(Position identification records)
— BEGIN —
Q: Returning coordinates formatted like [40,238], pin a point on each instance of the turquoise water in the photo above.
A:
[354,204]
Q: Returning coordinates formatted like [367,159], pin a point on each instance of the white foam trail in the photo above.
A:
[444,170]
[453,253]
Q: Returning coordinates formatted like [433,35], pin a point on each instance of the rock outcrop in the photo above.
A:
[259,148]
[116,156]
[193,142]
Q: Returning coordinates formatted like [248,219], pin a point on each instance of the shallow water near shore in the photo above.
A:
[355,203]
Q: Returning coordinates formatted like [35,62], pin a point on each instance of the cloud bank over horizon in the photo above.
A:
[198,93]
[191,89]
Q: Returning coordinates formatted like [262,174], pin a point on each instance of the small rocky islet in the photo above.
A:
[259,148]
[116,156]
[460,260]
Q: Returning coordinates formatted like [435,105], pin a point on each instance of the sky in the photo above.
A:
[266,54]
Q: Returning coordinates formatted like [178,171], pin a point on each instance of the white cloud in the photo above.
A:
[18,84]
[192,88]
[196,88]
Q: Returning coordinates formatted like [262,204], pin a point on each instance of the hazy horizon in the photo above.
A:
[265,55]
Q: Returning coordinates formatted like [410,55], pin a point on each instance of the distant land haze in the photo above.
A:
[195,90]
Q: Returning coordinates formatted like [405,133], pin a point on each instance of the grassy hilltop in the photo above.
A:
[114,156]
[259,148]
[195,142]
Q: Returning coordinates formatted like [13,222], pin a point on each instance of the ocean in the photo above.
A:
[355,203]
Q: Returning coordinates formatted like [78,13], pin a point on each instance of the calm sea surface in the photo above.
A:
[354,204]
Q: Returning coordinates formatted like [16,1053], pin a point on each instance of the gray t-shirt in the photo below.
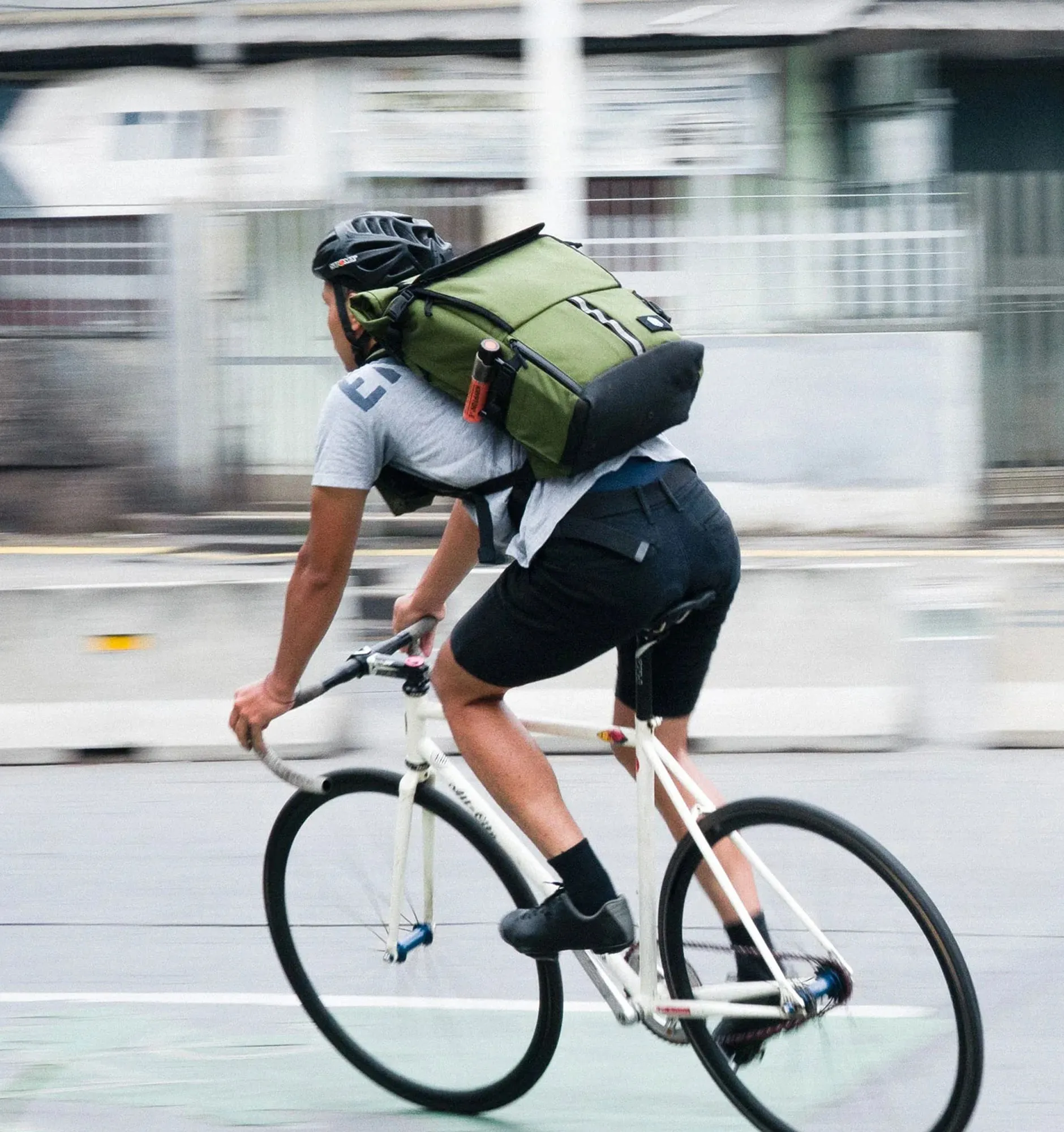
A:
[384,415]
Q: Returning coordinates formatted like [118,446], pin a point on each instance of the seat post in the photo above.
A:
[645,675]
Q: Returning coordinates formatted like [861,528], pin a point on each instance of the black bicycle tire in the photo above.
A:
[548,1028]
[749,812]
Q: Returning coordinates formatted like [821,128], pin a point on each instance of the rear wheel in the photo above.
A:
[465,1024]
[898,1044]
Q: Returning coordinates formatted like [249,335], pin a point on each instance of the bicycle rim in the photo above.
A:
[465,1024]
[902,1051]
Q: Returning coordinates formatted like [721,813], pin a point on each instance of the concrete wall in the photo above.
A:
[842,433]
[65,696]
[83,432]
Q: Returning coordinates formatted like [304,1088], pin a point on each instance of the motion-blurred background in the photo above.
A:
[857,207]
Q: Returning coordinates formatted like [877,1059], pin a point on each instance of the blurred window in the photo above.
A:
[155,135]
[262,132]
[643,209]
[82,277]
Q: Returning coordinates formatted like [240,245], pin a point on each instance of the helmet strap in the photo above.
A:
[361,342]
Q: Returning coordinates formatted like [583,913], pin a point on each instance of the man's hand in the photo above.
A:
[410,610]
[254,708]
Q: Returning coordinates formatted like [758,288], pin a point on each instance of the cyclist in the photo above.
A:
[564,599]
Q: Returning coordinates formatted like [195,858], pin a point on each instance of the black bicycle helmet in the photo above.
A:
[377,250]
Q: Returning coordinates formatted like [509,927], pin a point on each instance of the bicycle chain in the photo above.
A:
[749,1036]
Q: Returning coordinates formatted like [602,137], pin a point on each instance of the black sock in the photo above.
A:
[750,968]
[585,879]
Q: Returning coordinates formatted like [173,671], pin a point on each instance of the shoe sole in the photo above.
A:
[554,955]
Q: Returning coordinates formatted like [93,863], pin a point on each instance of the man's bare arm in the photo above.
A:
[452,562]
[313,597]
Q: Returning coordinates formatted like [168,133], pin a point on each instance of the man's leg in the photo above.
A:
[673,735]
[587,913]
[502,754]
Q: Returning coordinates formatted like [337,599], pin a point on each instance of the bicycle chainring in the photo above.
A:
[668,1030]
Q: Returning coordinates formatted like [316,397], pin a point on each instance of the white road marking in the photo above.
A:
[392,1002]
[230,999]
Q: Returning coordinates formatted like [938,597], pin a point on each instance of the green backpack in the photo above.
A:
[585,372]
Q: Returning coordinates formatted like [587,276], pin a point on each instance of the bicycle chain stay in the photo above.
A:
[761,1034]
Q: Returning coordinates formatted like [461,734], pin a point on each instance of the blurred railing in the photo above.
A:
[786,262]
[81,277]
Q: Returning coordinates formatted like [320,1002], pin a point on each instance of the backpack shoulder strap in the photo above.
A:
[404,492]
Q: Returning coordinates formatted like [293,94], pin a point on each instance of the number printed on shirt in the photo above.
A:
[367,391]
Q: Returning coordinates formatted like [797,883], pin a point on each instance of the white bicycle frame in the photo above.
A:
[631,996]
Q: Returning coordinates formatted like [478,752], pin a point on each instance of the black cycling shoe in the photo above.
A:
[556,925]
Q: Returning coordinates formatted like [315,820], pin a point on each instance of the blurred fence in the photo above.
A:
[247,361]
[785,262]
[81,277]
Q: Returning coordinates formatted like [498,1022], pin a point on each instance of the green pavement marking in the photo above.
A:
[255,1067]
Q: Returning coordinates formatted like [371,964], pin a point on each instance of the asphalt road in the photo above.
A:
[131,898]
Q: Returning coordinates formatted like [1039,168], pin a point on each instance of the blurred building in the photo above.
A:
[857,207]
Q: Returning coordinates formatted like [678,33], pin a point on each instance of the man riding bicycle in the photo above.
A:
[565,598]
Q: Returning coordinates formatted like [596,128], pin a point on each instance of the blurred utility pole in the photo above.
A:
[554,59]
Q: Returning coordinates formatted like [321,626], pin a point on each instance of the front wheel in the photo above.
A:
[897,1047]
[464,1024]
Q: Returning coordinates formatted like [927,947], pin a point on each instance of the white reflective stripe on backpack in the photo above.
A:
[600,316]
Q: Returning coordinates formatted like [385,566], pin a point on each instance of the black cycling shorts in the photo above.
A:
[617,560]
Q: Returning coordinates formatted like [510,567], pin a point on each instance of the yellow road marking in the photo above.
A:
[87,551]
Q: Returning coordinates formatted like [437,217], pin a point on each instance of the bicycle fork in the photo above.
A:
[418,770]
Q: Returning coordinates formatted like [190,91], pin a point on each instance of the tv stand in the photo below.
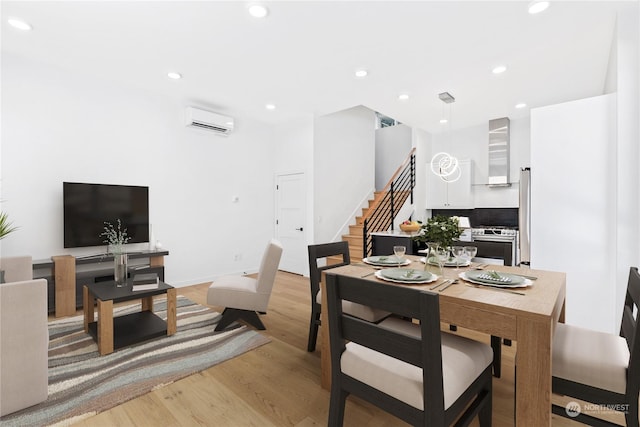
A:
[67,275]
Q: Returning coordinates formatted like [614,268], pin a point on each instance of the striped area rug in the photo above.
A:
[83,383]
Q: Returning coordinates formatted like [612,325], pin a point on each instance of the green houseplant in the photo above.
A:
[439,229]
[116,238]
[6,226]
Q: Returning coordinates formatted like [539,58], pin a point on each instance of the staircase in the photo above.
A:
[382,209]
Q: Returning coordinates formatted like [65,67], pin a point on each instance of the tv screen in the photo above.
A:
[88,206]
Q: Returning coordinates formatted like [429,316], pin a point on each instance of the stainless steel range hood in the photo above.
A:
[499,152]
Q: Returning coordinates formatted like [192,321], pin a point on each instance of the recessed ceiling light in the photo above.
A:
[537,6]
[499,69]
[19,24]
[258,10]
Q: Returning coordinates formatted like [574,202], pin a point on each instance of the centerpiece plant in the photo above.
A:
[440,229]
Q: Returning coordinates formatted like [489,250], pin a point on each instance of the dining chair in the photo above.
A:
[411,370]
[322,251]
[599,368]
[244,297]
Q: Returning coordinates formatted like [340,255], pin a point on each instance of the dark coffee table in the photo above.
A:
[112,333]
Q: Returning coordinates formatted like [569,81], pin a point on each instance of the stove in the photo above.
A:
[496,244]
[494,234]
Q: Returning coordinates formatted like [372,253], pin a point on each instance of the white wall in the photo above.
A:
[473,143]
[392,144]
[293,154]
[343,163]
[626,67]
[57,126]
[573,204]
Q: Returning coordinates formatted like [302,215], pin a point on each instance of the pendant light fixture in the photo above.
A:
[443,164]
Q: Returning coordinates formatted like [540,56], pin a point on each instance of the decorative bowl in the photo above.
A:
[409,227]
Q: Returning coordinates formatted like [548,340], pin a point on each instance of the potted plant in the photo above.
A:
[116,238]
[439,229]
[6,226]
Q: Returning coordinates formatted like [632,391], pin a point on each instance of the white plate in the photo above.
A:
[387,264]
[433,278]
[524,284]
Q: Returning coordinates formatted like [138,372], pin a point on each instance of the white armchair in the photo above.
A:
[244,297]
[24,336]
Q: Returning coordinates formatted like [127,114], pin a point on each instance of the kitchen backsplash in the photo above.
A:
[506,217]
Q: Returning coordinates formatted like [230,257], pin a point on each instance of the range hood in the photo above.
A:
[499,152]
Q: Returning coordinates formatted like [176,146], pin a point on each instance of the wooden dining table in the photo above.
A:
[527,317]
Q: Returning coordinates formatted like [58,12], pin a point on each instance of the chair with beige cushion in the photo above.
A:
[322,252]
[244,297]
[24,336]
[599,368]
[413,371]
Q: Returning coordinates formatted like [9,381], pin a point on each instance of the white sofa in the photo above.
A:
[24,336]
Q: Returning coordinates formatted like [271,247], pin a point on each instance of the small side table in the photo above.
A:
[112,333]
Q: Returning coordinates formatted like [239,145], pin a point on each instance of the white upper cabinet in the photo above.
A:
[450,195]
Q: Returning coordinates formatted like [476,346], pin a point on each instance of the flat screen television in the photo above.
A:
[88,206]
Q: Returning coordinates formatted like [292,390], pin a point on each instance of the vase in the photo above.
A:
[431,255]
[120,261]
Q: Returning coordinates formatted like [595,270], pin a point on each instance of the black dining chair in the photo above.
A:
[599,368]
[323,251]
[413,371]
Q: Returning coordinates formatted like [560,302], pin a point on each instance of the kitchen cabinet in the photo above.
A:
[450,195]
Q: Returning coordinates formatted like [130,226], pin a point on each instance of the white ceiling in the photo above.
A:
[302,57]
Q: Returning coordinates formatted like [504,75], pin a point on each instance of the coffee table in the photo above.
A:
[112,333]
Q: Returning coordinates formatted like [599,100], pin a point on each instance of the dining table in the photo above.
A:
[526,314]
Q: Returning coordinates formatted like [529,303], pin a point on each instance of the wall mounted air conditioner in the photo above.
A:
[202,119]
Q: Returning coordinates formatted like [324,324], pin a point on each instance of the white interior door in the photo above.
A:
[290,222]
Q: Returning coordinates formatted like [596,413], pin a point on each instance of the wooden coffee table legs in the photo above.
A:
[172,322]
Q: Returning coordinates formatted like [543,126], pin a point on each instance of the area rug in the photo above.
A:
[83,383]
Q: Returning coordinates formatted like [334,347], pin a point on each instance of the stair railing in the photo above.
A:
[381,214]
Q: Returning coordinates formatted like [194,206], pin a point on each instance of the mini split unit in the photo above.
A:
[213,122]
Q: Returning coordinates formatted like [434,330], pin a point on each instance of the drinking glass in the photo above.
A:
[399,253]
[457,252]
[470,252]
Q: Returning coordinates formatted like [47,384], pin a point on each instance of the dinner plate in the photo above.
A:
[506,280]
[406,275]
[450,263]
[385,260]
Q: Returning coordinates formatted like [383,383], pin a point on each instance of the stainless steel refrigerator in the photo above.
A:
[524,217]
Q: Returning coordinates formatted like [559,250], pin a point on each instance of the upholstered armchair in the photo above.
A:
[244,297]
[24,336]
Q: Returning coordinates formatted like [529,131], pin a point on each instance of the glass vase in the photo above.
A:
[431,259]
[120,261]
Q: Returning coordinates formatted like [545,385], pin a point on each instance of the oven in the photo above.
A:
[496,245]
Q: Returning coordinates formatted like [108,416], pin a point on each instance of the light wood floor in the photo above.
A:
[277,384]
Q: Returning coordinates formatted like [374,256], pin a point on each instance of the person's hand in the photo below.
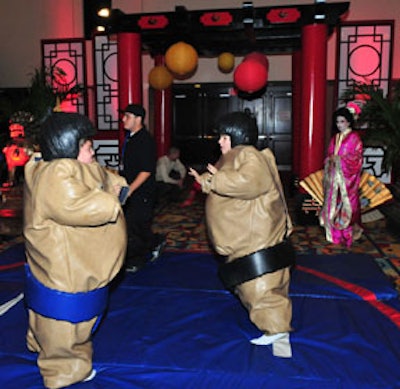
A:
[117,189]
[195,175]
[211,168]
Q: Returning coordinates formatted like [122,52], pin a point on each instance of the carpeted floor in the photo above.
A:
[186,232]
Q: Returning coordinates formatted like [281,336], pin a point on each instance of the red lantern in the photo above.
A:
[250,76]
[181,59]
[257,56]
[160,78]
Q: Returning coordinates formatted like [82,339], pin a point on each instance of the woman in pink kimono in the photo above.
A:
[340,214]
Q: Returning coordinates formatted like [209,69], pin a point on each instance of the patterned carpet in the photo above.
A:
[185,231]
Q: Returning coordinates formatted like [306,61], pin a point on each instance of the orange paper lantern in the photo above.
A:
[160,78]
[181,59]
[250,76]
[226,62]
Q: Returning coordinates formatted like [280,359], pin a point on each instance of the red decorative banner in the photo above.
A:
[153,22]
[216,19]
[283,15]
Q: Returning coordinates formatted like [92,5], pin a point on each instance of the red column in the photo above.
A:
[296,111]
[162,115]
[129,73]
[313,98]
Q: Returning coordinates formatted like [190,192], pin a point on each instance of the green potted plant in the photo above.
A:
[380,121]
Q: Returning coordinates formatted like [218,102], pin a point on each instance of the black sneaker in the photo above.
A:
[158,250]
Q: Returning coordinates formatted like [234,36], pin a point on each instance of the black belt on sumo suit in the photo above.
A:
[254,265]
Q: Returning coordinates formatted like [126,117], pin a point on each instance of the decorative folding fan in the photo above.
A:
[372,191]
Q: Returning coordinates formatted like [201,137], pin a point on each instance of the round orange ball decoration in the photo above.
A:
[250,76]
[160,78]
[226,62]
[181,58]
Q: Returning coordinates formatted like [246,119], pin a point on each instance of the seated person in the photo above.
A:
[170,175]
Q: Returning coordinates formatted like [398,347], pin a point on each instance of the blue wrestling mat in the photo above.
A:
[174,326]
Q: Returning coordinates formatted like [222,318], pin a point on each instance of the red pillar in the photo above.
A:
[129,73]
[313,98]
[296,112]
[162,115]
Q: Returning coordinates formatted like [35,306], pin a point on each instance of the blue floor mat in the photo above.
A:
[173,325]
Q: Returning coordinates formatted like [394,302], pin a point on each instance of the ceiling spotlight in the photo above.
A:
[104,12]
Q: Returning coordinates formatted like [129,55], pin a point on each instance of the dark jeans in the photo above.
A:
[168,192]
[141,239]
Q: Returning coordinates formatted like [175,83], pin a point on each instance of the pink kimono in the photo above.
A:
[340,214]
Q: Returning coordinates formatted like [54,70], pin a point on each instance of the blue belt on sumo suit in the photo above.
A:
[59,305]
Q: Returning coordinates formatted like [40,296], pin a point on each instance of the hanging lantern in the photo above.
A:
[160,78]
[250,76]
[226,62]
[259,57]
[181,59]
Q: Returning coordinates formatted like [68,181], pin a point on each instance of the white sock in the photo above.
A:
[90,376]
[265,340]
[282,348]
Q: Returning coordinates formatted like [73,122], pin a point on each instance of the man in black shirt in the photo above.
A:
[139,165]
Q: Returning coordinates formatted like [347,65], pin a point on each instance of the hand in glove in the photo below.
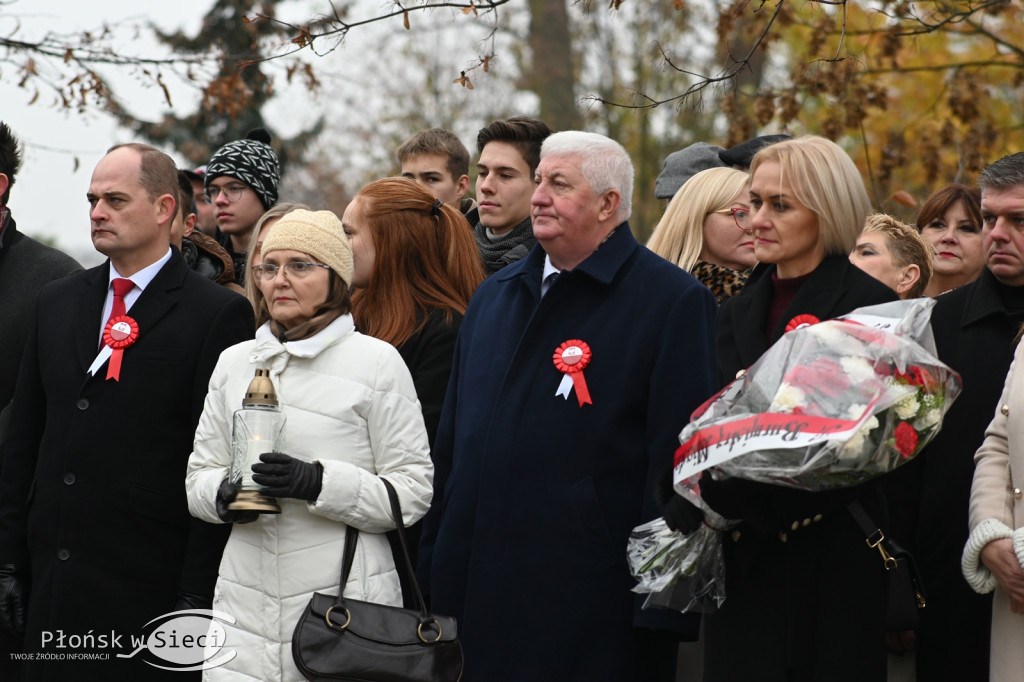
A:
[681,515]
[286,476]
[192,601]
[225,496]
[11,600]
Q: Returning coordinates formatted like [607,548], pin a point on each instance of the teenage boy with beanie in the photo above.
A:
[206,222]
[201,252]
[438,161]
[241,182]
[509,152]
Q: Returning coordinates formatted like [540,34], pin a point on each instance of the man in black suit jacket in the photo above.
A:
[95,537]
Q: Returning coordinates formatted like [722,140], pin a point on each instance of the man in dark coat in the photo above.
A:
[565,403]
[975,329]
[25,266]
[95,537]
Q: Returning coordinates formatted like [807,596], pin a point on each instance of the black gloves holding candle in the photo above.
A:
[286,476]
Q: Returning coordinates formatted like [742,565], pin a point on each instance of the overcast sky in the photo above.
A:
[48,200]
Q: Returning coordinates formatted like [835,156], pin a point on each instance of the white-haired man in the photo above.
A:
[565,401]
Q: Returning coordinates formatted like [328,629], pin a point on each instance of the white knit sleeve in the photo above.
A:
[978,576]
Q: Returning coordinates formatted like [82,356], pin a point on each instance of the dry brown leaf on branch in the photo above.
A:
[903,198]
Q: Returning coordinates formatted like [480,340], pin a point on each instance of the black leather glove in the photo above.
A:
[11,600]
[225,496]
[682,515]
[286,476]
[189,600]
— END —
● **GOAL**
Retype the line containing "Q: Returning coordinates formatted like [68,181], pin" and all lines after it through the end of the material, exactly and only those, leaving out pictures.

● **ANSWER IN FULL**
Q: Returning coordinates formatted like [68,181], pin a point on each instance of the white sock in the photo above.
A:
[90,376]
[265,340]
[282,348]
Q: Returning coordinates formatted like [73,122], pin a point on each instance of the man in black shirt in the photo above.
A:
[139,165]
Q: Returning coordinates formatted like [347,65], pin a point on each instance of the hand in glove in the photo below.
A:
[681,515]
[286,476]
[192,601]
[225,496]
[11,600]
Q: Returning coordinates formatted like [607,548], pin a point on each instance of the teenage boy with beanie in the photo above.
A:
[206,222]
[201,252]
[438,161]
[241,182]
[509,152]
Q: Returning coordinates formatted like [540,34], pin a point on each instance of the man in black suit jacket in the photo above.
A:
[95,537]
Q: Returning coordinates formatted like [722,140], pin a point on each instance of the man in dark coat in the photo above.
A:
[565,403]
[975,329]
[25,266]
[95,537]
Q: Returning coordinates formatted like [807,596], pin a point on each instance of the black gloves holding candle in the photo above.
A:
[286,476]
Q: Returning coordinates formatted like [742,565], pin a point on each instance of the overcast sky in the photo above.
A:
[48,200]
Q: Returning coordinates formatted like [835,156], pin a point on each instance of the white-haired man in the photo above.
A:
[565,401]
Q: Returning coordinates formatted like [328,629], pin a point on each instance of the white knit sleeve in the photo above.
A:
[978,576]
Q: Returning coordinates formatted like [82,356], pin a point on each instance of the dry brown leaf on branch in the photo above.
A:
[903,198]
Q: Returning coordinates formatted like [480,340], pin a point on each instance of the black leather glove in the photo above.
A:
[11,600]
[225,496]
[682,515]
[286,476]
[189,600]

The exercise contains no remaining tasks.